[Supplied material start]

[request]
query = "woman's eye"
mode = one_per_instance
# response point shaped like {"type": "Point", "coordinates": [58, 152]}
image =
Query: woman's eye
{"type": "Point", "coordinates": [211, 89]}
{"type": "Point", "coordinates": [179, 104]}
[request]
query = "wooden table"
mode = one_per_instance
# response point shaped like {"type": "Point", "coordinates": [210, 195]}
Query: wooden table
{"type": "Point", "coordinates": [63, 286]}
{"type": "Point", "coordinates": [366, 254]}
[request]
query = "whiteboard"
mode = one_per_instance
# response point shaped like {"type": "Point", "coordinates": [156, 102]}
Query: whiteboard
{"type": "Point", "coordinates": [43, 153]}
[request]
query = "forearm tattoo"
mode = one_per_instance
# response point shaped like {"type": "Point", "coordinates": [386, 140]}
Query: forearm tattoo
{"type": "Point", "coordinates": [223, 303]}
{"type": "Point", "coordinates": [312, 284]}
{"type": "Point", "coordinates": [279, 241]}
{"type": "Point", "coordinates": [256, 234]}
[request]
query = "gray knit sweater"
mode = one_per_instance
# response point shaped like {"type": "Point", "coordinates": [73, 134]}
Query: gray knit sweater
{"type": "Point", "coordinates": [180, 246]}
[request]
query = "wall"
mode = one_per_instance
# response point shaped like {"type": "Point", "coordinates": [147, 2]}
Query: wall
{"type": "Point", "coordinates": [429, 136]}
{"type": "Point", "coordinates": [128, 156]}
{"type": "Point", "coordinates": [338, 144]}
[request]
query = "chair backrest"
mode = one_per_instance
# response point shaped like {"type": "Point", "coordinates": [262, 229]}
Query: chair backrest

[Supplied material end]

* **What is required**
Arrange every line of the records above as a numbered list, leaving out any blank lines.

* **Problem solution**
1. [request]
2. query = "woman's eye"
3. mode = one_per_instance
4. # response point shaped like {"type": "Point", "coordinates": [58, 152]}
5. image =
6. Query: woman's eye
7. {"type": "Point", "coordinates": [211, 89]}
8. {"type": "Point", "coordinates": [179, 104]}
9. [request]
10. query = "wooden table"
11. mode = one_per_instance
12. # response point shaped like {"type": "Point", "coordinates": [210, 195]}
13. Query: wooden table
14. {"type": "Point", "coordinates": [63, 286]}
15. {"type": "Point", "coordinates": [366, 254]}
16. [request]
17. query = "whiteboard"
18. mode = one_per_instance
19. # response point shaped like {"type": "Point", "coordinates": [156, 102]}
20. Query: whiteboard
21. {"type": "Point", "coordinates": [43, 153]}
22. [request]
23. query = "forearm tattoo"
24. mode = one_per_instance
25. # response point shaped like {"type": "Point", "coordinates": [386, 140]}
26. Query: forearm tattoo
27. {"type": "Point", "coordinates": [223, 303]}
28. {"type": "Point", "coordinates": [312, 284]}
29. {"type": "Point", "coordinates": [279, 241]}
30. {"type": "Point", "coordinates": [256, 234]}
31. [request]
32. query = "gray knit sweater"
33. mode = one_per_instance
34. # response point shaped like {"type": "Point", "coordinates": [73, 134]}
35. Query: gray knit sweater
36. {"type": "Point", "coordinates": [180, 246]}
37. [request]
38. query = "wall"
39. mode = one_per_instance
40. # response point shaped like {"type": "Point", "coordinates": [147, 2]}
41. Query: wall
42. {"type": "Point", "coordinates": [429, 136]}
43. {"type": "Point", "coordinates": [128, 156]}
44. {"type": "Point", "coordinates": [338, 144]}
45. [request]
46. query = "chair backrest"
47. mode = one_per_instance
48. # response point shaped like {"type": "Point", "coordinates": [262, 229]}
49. Query: chair backrest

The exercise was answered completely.